=== Begin Enclosure ===

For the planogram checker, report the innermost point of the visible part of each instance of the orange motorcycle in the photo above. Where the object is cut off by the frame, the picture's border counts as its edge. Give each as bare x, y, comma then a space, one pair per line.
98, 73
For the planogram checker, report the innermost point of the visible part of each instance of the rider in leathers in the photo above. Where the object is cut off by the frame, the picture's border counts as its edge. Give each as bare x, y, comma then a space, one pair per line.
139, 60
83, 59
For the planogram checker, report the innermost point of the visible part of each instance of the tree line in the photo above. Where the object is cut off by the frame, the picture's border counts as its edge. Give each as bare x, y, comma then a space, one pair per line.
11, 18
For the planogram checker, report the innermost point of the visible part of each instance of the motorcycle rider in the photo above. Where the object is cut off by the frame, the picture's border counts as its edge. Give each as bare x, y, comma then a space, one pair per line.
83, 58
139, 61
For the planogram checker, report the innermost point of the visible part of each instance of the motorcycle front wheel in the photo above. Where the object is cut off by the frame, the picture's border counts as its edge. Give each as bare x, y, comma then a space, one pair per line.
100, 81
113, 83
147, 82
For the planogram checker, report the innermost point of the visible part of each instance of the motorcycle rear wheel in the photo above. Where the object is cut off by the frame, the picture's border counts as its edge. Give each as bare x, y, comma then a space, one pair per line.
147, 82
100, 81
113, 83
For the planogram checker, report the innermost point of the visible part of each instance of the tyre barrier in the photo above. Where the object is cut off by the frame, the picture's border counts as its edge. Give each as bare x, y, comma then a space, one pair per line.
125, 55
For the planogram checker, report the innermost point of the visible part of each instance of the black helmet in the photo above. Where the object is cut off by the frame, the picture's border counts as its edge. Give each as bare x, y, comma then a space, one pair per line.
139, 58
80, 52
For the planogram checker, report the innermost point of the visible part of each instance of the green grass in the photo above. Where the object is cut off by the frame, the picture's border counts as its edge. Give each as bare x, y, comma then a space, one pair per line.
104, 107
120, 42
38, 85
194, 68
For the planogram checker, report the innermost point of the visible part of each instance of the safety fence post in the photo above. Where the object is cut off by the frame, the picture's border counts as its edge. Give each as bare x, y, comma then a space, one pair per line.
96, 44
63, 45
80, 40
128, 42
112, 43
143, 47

=== End Enclosure ===

## PROBLEM
Reproduce the full set of entries above exactly, without dropping a line.

## ANSWER TO THE EXERCISE
For the planogram checker, report the innermost point of the visible part of each instance of the orange motorcycle in the photo above. Where the object is cut off by the frame, the picture's border counts as its edge. Give each as bare x, y, comma then a space, one pair per line.
98, 73
For the planogram checker, report the innermost point of the visible part of each instance of the rider in leathers in the photo above. Where the object is cut off by the frame, the picture's border counts as its edge. Give each as bare x, y, comma then a space, one pair per line.
139, 60
83, 59
For the planogram checker, report the innermost point of the visible part of each instance of the tree line in the photo above. Where the object is cut off by the frame, the picture's border counts as its edge. Give each as bare x, y, comma then a space, one pair per line.
11, 18
For the planogram checker, report the innermost point of the visible part of each instance of the motorcycle rider in the photo above. Where the object is cut off by the frame, the picture's border counts as its edge. Give each as bare x, y, comma then a space, one pair per line.
83, 58
139, 61
For the planogram checker, report the innermost point of the visible part of each instance of the motorcycle front wheel in the photo above. Where the object is cut off by the frame, the picture's border counts as its edge. Give each as bare x, y, comma then a space, one pair per line.
100, 81
113, 83
147, 82
For the planogram checker, report the innermost point of the visible part of each instance of the motorcycle rear wheel in the photo above. Where the object is cut off by the frame, the picture's border counts as its edge. Give each as bare x, y, comma then a space, one pair per line.
147, 82
100, 81
113, 83
For the planogram checker, report the innermost point of the visible part of each instance of the tyre barrier in the photo above. Where the object is cut off by the frame, the picture's border counts as its edge. Give each as bare x, y, comma then a space, one pair per line.
125, 55
For the planogram checker, report the innermost point of the visible part of each instance of the black helmet in the photo above. Where the object is cut off by the frame, the picture's border counts as its edge. Give each as bare x, y, comma then a space, one pair per line.
139, 58
80, 52
For the planogram checker, report the innermost point of the visible part of each instance of the green grass in the photo above. Where the object is cut off by the frame, the picture's border counts as its edge. Give each as bare x, y, comma then a space, one pair per line.
104, 107
120, 42
38, 85
194, 68
For the planogram checker, report the innermost point of the visible part of each instance of the safety fence post in the photo above. Where the object is cut off by the frame, the picture's border counts as its edge. Give each as bare x, y, comma then a space, one pair per line.
96, 44
63, 45
80, 40
128, 42
112, 43
143, 47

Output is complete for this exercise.